→ Instructions for the task
Copy the listing below word for word, leaving out the pictures.

→ Data in this exercise
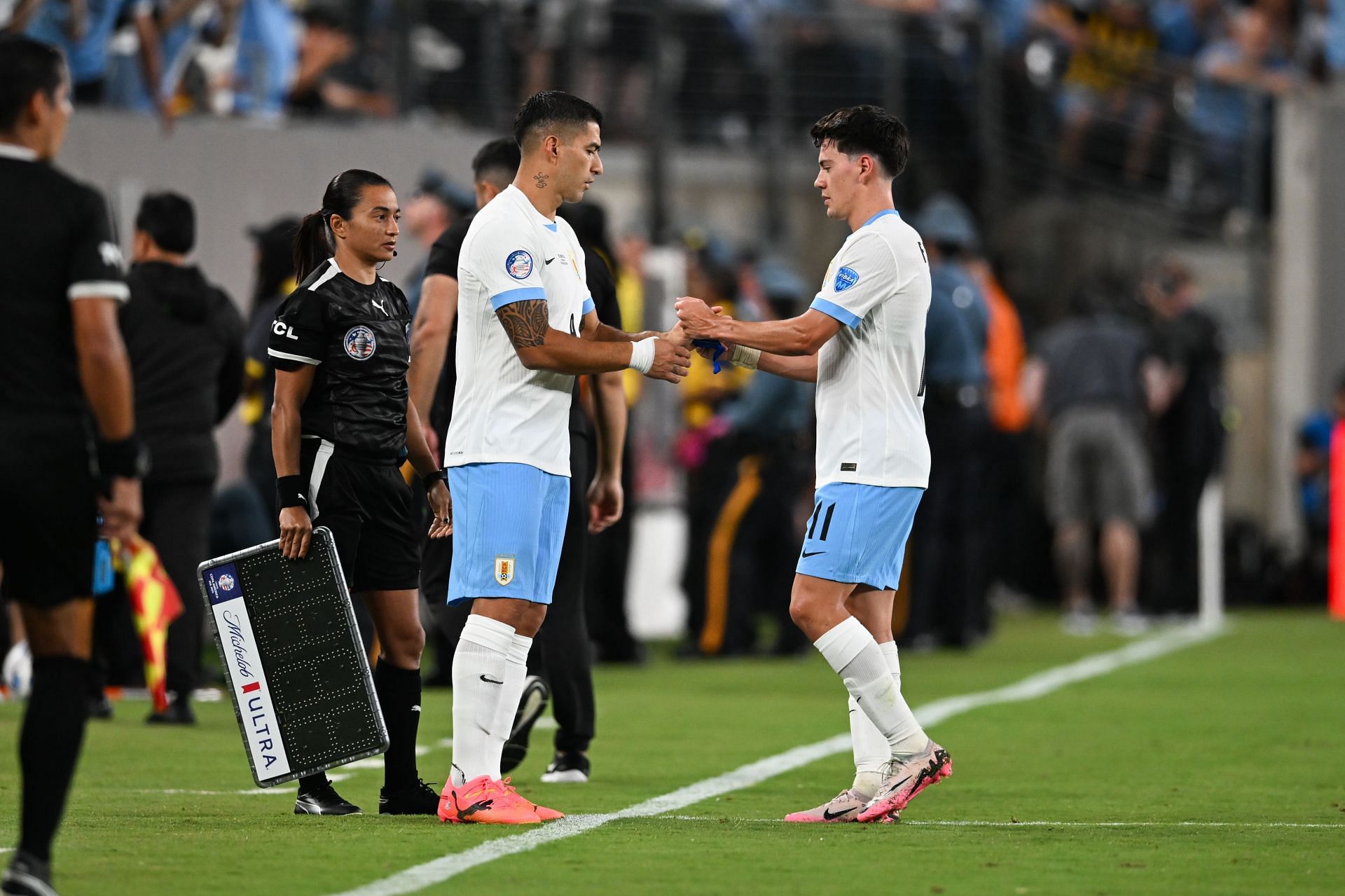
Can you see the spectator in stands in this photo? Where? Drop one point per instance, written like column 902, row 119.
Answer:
column 1313, row 467
column 83, row 32
column 185, row 340
column 1185, row 26
column 947, row 542
column 329, row 80
column 267, row 58
column 759, row 447
column 436, row 203
column 1235, row 77
column 1111, row 78
column 182, row 27
column 1189, row 434
column 1093, row 380
column 709, row 462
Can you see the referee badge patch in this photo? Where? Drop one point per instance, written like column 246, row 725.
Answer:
column 504, row 568
column 518, row 264
column 846, row 277
column 361, row 343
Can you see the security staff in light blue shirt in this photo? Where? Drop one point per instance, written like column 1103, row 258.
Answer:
column 947, row 544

→ Output of the exercise
Can you see the spectator in stands in this photo? Where? Drop one point per instance, written like column 902, row 119.
Answer:
column 1313, row 467
column 83, row 32
column 185, row 340
column 1185, row 26
column 947, row 542
column 329, row 80
column 267, row 58
column 759, row 447
column 436, row 203
column 1235, row 77
column 1111, row 78
column 182, row 27
column 1189, row 434
column 1093, row 380
column 709, row 462
Can you see the referee badge patch in this photo? Where? Drop one point per instance, written like column 246, row 725.
Answer:
column 504, row 568
column 518, row 264
column 846, row 277
column 361, row 343
Can you see the security staff in light blue shirt in this photo? Where? Drop one point per instance, written like column 1103, row 258.
Answer:
column 947, row 544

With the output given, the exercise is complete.